## [EXERCISE DESCRIPTION]
Please reproduce the entries from the line with "instruction = locate the dog's" through the end of the entries, requests included, scaling only the pixel coordinates in the answers by 1.05 and rounding each to a whole number, with halves rounded up. Leave the pictures out of your answer.

## [ITEMS]
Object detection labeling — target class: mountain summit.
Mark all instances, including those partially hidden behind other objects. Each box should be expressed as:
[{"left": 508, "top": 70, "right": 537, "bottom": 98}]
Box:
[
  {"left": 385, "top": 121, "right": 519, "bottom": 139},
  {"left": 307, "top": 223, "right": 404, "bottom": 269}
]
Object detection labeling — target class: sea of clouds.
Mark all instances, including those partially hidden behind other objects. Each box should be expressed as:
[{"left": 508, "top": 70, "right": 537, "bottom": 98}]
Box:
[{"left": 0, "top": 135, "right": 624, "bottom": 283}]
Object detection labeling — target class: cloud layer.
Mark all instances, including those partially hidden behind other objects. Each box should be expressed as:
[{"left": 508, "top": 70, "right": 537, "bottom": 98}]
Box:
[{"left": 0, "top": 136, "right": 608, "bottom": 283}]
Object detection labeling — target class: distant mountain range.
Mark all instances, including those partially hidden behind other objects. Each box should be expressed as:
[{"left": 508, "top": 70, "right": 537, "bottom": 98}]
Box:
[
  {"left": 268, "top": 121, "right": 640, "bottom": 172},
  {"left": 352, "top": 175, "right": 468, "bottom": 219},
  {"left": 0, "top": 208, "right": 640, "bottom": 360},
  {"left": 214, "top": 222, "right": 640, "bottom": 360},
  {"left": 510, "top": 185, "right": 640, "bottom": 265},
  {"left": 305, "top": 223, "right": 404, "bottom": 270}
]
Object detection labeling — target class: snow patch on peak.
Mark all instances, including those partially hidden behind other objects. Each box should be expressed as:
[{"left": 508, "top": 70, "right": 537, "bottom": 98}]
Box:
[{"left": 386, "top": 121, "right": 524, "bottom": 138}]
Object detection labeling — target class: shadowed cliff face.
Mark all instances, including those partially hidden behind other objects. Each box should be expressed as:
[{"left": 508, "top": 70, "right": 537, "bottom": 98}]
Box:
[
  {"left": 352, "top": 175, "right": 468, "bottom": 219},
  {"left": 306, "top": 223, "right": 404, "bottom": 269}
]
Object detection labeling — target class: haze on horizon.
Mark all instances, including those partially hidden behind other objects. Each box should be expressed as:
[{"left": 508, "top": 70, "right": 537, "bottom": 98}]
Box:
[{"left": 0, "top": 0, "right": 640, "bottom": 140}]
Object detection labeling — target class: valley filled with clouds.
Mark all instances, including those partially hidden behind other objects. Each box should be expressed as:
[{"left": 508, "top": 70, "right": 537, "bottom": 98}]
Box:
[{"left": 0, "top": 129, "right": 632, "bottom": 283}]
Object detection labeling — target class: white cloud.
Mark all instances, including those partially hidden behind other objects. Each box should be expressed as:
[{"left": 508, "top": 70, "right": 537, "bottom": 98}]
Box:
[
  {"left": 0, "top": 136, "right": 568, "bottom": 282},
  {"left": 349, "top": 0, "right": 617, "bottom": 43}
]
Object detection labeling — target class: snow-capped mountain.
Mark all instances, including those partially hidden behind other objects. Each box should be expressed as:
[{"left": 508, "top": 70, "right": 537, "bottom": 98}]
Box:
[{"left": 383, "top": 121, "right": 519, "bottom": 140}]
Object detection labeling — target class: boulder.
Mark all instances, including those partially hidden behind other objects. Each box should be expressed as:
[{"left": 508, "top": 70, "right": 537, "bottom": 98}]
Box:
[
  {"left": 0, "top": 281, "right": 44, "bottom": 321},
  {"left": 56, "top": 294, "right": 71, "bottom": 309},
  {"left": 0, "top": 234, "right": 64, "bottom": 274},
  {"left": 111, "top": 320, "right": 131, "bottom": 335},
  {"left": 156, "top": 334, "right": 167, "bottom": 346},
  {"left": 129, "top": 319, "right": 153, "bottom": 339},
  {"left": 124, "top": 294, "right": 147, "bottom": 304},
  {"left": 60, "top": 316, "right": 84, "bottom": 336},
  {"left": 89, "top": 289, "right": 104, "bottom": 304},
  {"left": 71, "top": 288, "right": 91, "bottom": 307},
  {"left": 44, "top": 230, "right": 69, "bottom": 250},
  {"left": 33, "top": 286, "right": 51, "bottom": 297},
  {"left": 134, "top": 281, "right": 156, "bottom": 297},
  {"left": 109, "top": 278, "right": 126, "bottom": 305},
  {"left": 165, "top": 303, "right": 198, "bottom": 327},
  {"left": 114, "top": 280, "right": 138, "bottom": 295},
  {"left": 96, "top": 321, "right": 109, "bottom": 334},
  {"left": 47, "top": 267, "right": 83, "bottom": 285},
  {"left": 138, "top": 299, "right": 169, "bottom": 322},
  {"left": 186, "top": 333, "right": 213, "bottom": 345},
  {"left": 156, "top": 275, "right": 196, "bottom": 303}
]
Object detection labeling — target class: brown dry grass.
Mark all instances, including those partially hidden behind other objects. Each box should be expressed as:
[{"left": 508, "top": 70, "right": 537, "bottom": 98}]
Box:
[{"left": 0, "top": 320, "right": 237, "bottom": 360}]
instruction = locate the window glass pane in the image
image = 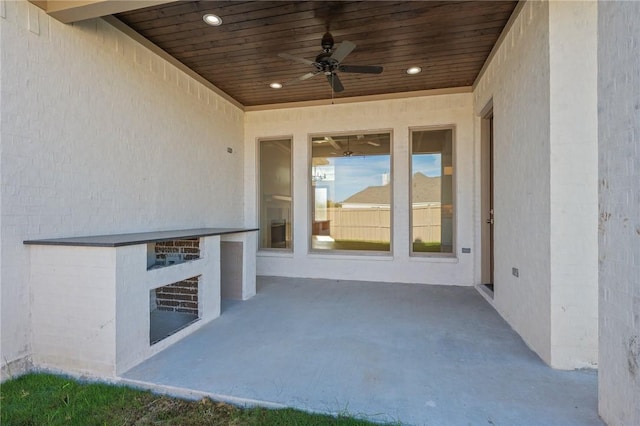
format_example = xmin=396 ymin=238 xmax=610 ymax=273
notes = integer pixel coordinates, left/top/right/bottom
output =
xmin=411 ymin=129 xmax=454 ymax=253
xmin=259 ymin=139 xmax=293 ymax=250
xmin=310 ymin=133 xmax=391 ymax=252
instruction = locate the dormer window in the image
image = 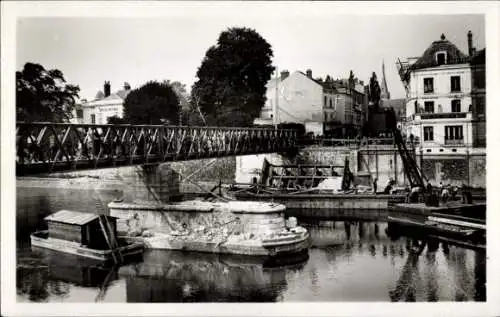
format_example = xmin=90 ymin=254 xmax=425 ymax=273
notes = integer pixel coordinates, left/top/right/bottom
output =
xmin=436 ymin=52 xmax=446 ymax=65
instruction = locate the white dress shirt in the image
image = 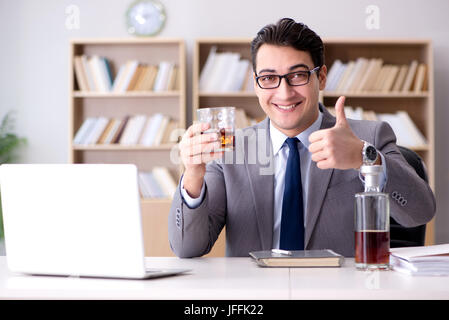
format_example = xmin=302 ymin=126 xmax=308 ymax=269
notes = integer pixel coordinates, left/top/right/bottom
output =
xmin=180 ymin=112 xmax=387 ymax=248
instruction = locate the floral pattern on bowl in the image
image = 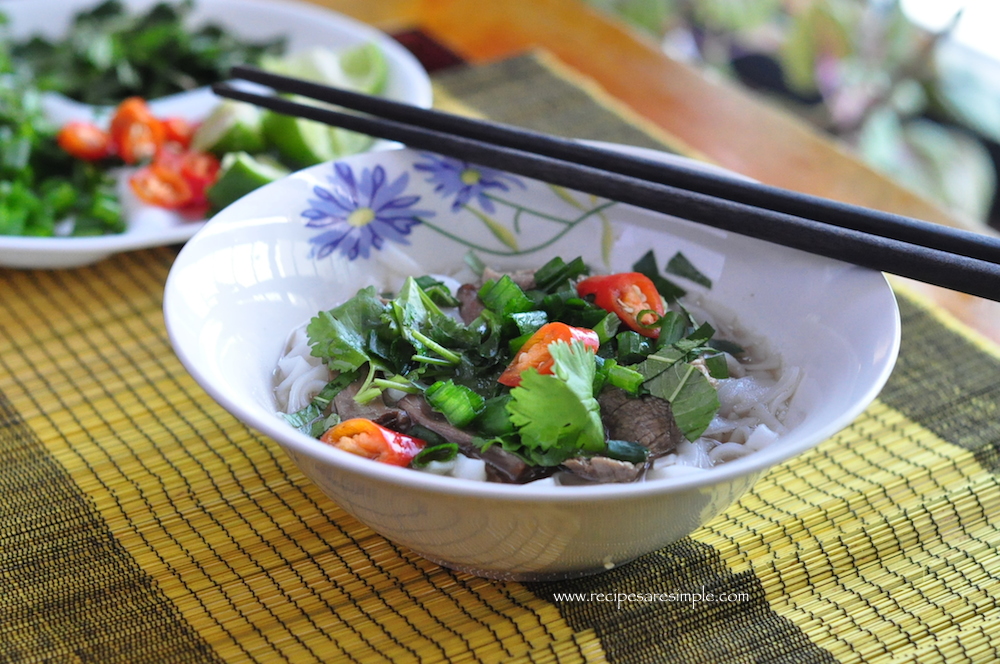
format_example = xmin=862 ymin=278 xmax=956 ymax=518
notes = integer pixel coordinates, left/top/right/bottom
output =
xmin=302 ymin=153 xmax=615 ymax=263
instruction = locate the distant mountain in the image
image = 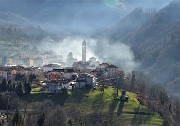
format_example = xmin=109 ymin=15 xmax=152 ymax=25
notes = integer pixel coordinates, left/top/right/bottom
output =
xmin=97 ymin=1 xmax=180 ymax=83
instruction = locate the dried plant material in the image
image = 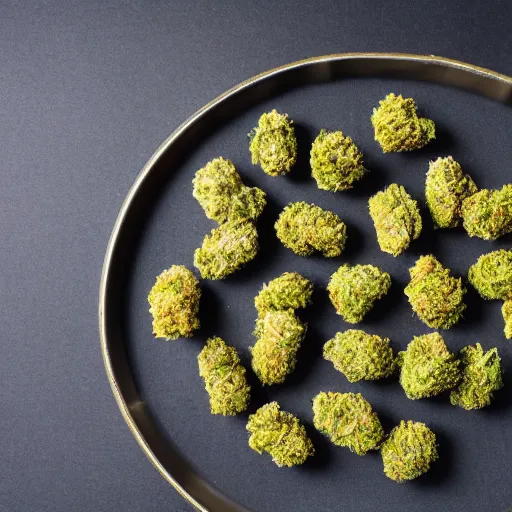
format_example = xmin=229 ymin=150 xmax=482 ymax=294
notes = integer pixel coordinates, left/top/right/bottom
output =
xmin=148 ymin=265 xmax=201 ymax=340
xmin=368 ymin=183 xmax=422 ymax=256
xmin=246 ymin=402 xmax=315 ymax=467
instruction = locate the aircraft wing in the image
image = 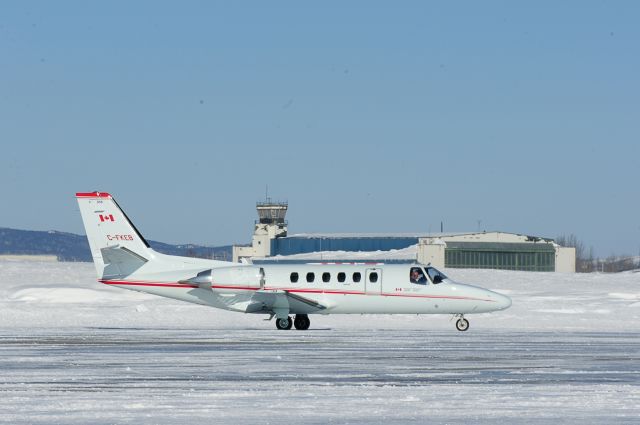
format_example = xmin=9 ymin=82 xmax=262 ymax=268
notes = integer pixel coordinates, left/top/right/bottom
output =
xmin=251 ymin=290 xmax=327 ymax=314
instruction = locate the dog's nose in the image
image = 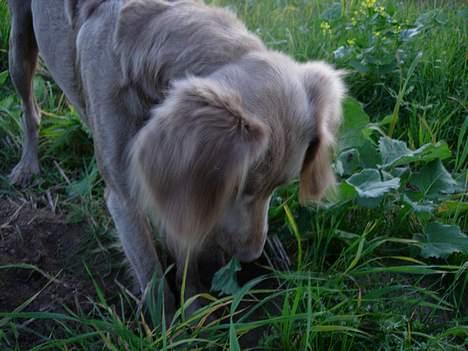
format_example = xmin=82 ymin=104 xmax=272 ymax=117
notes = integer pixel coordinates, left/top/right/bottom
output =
xmin=235 ymin=248 xmax=263 ymax=263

## [TASK ANSWER]
instruction = locate the dog's nose in the image
image = 
format_example = xmin=82 ymin=104 xmax=272 ymax=117
notes = integer pixel coordinates, left/top/right/bottom
output =
xmin=247 ymin=260 xmax=276 ymax=276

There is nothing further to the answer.